◆ Work task
Nothing but a number should be given: how many lines of the records include "wheel"?
BEGIN Exercise data
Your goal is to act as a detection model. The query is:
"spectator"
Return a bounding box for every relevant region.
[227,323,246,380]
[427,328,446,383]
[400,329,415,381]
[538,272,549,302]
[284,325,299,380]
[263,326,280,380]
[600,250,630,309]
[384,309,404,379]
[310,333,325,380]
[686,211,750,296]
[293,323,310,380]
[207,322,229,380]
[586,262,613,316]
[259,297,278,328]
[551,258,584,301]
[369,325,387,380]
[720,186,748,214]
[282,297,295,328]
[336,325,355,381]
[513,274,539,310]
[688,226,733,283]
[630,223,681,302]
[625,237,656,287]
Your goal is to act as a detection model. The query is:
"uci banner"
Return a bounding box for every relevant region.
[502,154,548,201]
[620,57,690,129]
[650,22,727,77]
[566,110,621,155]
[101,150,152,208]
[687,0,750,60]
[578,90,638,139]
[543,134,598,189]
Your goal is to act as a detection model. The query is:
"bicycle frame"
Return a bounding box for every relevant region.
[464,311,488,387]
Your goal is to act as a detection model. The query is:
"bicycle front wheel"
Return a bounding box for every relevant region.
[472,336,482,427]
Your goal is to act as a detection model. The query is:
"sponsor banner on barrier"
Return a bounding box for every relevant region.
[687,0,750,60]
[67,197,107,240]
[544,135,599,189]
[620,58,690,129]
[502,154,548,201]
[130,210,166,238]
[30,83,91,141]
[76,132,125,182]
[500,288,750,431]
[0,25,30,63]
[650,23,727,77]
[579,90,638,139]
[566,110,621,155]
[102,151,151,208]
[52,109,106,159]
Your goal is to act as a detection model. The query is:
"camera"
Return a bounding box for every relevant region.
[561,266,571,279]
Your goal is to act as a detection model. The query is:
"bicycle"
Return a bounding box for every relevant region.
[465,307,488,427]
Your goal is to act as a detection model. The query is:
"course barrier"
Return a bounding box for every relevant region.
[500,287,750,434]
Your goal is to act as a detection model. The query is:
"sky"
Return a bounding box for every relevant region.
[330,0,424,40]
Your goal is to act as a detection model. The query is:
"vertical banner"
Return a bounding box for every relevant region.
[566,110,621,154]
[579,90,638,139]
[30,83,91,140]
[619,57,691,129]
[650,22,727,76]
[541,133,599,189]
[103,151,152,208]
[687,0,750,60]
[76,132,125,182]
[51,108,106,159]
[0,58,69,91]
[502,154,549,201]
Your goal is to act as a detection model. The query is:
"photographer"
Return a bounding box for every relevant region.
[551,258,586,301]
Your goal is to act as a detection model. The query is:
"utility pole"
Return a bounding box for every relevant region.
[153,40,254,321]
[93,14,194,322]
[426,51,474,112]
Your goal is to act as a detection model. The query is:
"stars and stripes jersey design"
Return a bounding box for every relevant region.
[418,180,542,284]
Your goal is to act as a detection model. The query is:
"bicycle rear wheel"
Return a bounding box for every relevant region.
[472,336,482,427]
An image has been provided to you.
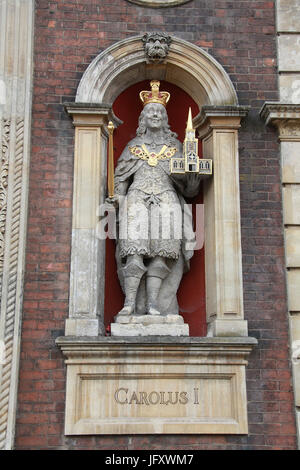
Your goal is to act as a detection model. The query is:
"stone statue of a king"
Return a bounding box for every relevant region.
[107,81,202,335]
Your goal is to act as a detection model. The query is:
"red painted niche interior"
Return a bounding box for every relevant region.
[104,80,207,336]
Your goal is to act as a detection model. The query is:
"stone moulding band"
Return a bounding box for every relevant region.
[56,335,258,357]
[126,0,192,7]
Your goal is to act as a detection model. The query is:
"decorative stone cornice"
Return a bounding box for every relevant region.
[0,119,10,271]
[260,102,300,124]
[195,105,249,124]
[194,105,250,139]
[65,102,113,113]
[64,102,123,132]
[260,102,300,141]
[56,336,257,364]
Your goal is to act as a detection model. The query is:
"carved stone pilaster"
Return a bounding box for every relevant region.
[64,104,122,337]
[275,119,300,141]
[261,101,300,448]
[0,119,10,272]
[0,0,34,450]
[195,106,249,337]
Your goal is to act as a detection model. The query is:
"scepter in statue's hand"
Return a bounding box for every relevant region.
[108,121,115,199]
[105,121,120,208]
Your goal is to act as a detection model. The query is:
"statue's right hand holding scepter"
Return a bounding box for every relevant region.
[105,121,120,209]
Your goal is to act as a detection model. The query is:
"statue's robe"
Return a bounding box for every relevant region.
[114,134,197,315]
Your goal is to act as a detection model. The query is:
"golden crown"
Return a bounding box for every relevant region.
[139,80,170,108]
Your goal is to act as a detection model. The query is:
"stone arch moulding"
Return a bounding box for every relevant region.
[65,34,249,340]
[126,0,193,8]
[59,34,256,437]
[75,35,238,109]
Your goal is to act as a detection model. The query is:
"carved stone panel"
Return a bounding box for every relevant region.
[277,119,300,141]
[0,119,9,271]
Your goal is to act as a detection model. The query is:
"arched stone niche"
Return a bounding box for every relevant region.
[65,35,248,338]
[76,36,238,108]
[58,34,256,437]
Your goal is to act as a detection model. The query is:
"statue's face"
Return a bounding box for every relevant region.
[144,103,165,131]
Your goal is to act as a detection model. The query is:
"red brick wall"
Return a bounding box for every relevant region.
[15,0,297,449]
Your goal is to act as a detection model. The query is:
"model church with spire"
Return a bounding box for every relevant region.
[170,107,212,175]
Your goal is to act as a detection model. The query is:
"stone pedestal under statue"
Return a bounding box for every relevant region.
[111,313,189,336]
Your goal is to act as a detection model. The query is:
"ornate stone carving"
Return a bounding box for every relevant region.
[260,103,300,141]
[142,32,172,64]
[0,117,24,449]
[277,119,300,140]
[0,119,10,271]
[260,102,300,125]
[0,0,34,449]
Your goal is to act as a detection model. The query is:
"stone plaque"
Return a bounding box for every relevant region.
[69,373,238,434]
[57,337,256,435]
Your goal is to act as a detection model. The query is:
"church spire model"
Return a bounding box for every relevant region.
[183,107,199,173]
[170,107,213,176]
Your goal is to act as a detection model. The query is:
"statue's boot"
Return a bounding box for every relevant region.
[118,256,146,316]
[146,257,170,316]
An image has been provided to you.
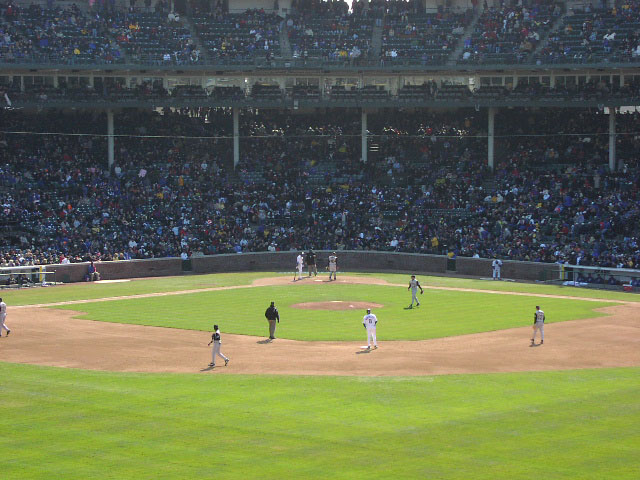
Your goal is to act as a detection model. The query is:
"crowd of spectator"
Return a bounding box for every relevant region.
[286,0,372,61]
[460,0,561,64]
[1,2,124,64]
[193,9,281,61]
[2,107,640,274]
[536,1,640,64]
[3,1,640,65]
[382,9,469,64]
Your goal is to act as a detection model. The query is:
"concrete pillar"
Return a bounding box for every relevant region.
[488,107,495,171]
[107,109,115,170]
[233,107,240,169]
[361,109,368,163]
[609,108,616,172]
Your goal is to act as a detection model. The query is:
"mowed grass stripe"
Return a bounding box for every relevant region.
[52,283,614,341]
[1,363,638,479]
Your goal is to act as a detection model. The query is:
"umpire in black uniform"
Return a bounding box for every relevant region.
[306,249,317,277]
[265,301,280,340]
END Exercise data
◆ Task response
2